## WHAT YOU ARE ASKED TO DO:
Below are some records; retype all of them exactly.

───── SUPPLIED RECORDS ─────

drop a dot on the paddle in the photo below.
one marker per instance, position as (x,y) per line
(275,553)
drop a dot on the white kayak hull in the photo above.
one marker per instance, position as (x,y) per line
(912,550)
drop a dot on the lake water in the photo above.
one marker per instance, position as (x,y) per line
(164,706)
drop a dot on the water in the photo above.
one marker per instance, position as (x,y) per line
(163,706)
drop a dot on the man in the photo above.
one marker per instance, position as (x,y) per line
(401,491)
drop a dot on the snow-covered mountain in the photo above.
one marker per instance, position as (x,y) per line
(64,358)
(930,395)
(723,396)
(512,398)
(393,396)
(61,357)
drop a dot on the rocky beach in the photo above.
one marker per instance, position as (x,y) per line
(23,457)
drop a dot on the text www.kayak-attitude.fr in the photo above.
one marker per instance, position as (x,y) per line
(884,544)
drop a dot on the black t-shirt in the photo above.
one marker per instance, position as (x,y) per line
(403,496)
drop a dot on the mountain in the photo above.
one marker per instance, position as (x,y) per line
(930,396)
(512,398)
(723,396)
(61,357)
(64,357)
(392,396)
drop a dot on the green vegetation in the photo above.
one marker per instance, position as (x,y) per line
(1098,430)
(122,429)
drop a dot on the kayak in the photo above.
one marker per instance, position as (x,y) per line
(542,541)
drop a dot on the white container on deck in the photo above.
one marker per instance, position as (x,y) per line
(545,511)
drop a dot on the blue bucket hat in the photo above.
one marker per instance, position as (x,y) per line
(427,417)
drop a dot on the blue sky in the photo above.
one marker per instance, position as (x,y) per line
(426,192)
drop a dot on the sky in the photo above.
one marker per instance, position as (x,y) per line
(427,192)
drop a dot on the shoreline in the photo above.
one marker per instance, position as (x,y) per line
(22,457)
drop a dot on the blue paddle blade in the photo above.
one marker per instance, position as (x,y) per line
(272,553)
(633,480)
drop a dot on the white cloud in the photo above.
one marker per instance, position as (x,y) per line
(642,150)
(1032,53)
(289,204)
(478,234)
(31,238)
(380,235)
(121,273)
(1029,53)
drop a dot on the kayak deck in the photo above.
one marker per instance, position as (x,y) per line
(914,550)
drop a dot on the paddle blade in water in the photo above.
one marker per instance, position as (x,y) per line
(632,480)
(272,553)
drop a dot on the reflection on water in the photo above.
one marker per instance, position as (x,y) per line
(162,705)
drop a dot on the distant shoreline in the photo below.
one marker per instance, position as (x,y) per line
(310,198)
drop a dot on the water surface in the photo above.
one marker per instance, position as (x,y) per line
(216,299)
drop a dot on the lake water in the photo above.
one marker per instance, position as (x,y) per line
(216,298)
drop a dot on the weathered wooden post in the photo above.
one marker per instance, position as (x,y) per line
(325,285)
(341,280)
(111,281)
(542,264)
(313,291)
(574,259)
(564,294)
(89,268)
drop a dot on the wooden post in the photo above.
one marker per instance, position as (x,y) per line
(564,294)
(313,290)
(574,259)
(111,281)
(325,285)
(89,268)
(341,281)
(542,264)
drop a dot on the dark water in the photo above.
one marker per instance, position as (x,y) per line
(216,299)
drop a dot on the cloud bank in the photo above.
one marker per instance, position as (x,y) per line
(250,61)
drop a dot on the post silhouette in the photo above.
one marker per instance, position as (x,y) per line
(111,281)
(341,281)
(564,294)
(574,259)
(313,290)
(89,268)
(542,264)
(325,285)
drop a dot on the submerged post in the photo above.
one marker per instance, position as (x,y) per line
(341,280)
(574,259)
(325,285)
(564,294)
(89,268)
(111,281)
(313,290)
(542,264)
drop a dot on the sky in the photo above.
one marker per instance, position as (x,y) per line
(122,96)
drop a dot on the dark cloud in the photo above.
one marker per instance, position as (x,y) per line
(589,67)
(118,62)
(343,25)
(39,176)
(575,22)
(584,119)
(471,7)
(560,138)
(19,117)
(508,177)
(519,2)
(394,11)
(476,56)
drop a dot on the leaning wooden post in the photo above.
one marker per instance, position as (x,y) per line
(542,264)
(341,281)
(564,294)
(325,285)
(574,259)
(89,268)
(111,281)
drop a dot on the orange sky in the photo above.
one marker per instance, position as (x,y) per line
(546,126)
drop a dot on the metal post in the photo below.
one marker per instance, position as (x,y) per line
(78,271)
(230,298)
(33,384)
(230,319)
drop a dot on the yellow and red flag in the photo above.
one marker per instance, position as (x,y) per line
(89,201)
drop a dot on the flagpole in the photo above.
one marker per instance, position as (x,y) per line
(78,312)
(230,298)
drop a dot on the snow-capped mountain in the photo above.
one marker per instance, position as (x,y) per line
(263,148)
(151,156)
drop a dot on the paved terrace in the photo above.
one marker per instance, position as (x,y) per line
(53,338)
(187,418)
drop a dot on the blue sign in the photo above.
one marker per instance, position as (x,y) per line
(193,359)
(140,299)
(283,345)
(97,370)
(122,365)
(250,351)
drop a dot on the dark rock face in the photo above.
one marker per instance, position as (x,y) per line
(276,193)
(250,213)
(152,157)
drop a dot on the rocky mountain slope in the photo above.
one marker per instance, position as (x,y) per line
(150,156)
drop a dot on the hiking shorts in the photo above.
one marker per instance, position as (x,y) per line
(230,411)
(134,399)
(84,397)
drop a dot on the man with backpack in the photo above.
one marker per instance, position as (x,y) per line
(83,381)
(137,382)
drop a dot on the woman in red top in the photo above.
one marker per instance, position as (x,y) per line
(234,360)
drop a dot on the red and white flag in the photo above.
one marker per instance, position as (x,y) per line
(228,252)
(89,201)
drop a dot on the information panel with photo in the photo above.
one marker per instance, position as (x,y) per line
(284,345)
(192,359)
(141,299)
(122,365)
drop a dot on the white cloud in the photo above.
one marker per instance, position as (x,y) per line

─────

## FINAL RESULT:
drop a dot on the paddle in the photo below.
one marker per instance, position as (x,y) per line
(275,553)
drop a dot on the white kayak hull in the photo above.
one marker per instance, position as (x,y) per line
(912,550)
drop a dot on the lake water in the photo above.
one marker per instance, position as (x,y) per line
(164,706)
drop a dot on the water in the photo above.
one marker per instance, position as (x,y) per line
(163,706)
drop a dot on the man in the photo above.
one marker per instance, position as (x,y) per line
(401,491)
drop a dot on the snow-covered mountain in the photo above.
one marker per instance, position as (x,y) per line
(64,358)
(930,395)
(723,396)
(512,398)
(393,396)
(61,357)
drop a dot on the rocky beach in the photo above.
one marker per instance, position as (x,y) per line
(23,457)
drop a dot on the text www.kayak-attitude.fr in the photo above.
one marker per instance, position as (x,y) per line
(884,544)
drop a dot on the black t-shirt in the photo above.
one marker per instance, position as (x,y) per line
(403,496)
drop a dot on the mountain in the photo above.
one marker per instance, position as (x,y) per line
(930,396)
(512,398)
(723,396)
(61,357)
(64,357)
(392,396)
drop a dot on the green vegetation in the photo above.
one marker per instance, position as (x,y) per line
(1098,430)
(122,429)
drop a dot on the kayak in the photo above.
one marker per instance, position as (x,y) per line
(542,541)
drop a dot on the white container on deck in the photo above.
one marker per instance, position as (x,y) per line
(545,511)
drop a dot on the blue bucket hat in the photo above.
one marker per instance, position as (x,y) per line
(427,417)
drop a dot on the blue sky in the photo above.
one marker per instance, position as (x,y) per line
(426,192)
drop a dot on the sky in the photo above.
one marker per instance, position as (x,y) per line
(427,192)
drop a dot on the shoreline in the photo above.
one marker per instance, position as (x,y) per line
(22,457)
drop a dot on the blue paddle blade in the photo above.
one marker per instance, position as (x,y) per line
(272,553)
(633,480)
drop a dot on the white cloud in the photo above.
one marker per instance, position as (x,y) per line
(642,150)
(1032,53)
(289,204)
(478,234)
(31,238)
(380,235)
(121,273)
(1029,53)
drop a dot on the kayak deck in the photo above.
one marker per instance, position as (x,y) per line
(914,550)
drop a dot on the paddle blade in water in the photo above.
one marker per instance, position as (x,y) per line
(632,480)
(272,553)
drop a dot on the reflection on water in the photo above.
one marker per instance, position as (x,y) per line
(162,705)
drop a dot on the distant shoreline in the photo below.
one marker per instance, position as (x,y) per line
(310,198)
drop a dot on the water surface in the photo above.
one marker per instance, position as (x,y) per line
(216,299)
drop a dot on the lake water in the photo above.
one marker per instance, position as (x,y) per line
(216,298)
drop a dot on the weathered wooden post in the photo above.
one marker per instance, position as (x,y) per line
(325,285)
(341,280)
(111,281)
(542,264)
(313,291)
(574,259)
(564,294)
(89,268)
drop a dot on the wooden post in the photo above.
one marker per instance, position as (x,y) per line
(564,294)
(313,290)
(574,259)
(111,281)
(325,285)
(89,268)
(341,281)
(542,264)
drop a dot on the dark water in the photo above.
one marker per instance, position as (x,y) per line
(216,299)
drop a dot on the cloud bank in the photo above.
one marker per instance, position as (x,y) per line
(250,61)
drop a dot on the post silhouette in the photo above.
one marker per instance, position as (x,y) per line
(111,281)
(341,281)
(564,294)
(574,259)
(313,290)
(89,268)
(542,264)
(325,285)
drop a dot on the submerged post in the photo above.
one marker per instance, position as (x,y) per line
(341,280)
(574,259)
(325,285)
(564,294)
(89,268)
(111,281)
(313,290)
(542,264)
drop a dot on the sky in the photo above.
one marker per instance, position as (x,y) per line
(122,96)
drop a dot on the dark cloud in the photo above.
one marker per instance, position as (x,y) per line
(589,67)
(118,62)
(343,25)
(39,176)
(575,22)
(584,119)
(471,7)
(560,138)
(19,117)
(508,177)
(519,2)
(394,11)
(476,56)
drop a dot on the leaning wooden post in the photo above.
one marker per instance, position as (x,y) per line
(542,264)
(341,281)
(564,294)
(325,285)
(574,259)
(89,268)
(111,281)
drop a dot on the orange sky in the photo above.
one marker per instance, position as (x,y) per line
(546,126)
drop a dot on the metal post in the photo below.
one marker per instance, position as (x,y) per line
(78,271)
(230,298)
(33,384)
(230,319)
drop a dot on the yellow and red flag in the photo above.
one marker per instance, position as (x,y) per line
(89,201)
drop a dot on the flagpole in the photo above.
one marker per instance, position as (x,y) per line
(78,312)
(230,298)
drop a dot on the snow-capped mountain in the photo above.
one marker per instance, position as (x,y) per line
(263,148)
(151,156)
drop a dot on the paved terrace in the photo above.
one marker per instance, position as (x,y) per line
(53,338)
(187,418)
drop a dot on the blue sign in the photo above.
one marker per instance, position as (x,y) per line
(193,359)
(140,299)
(283,345)
(97,370)
(122,365)
(250,351)
drop a dot on the dark rock face in the photo above.
one marker per instance, position as (x,y) per line
(276,193)
(250,213)
(152,157)
drop a dot on the rocky mountain slope in the photo above.
one marker per instance, position as (x,y) per line
(150,156)
drop a dot on the hiking shorts in the photo above.
one marker per instance, position as (x,y) per line
(230,411)
(134,399)
(84,397)
drop a dot on the man with backpack in the photo above.
one marker per instance, position as (x,y) per line
(83,381)
(137,382)
drop a dot on the woman in red top in the photo above.
one marker per instance, position as (x,y) per line
(234,360)
drop a dot on the red and white flag in the photo above.
one marker per instance, position as (x,y) per line
(228,252)
(89,201)
drop a dot on the information panel with photo in the photo above.
one marker per instance, position as (x,y) per line
(284,345)
(192,359)
(141,299)
(122,365)
drop a dot on the white cloud in the photo above.
one marker per instance, position as (x,y) per line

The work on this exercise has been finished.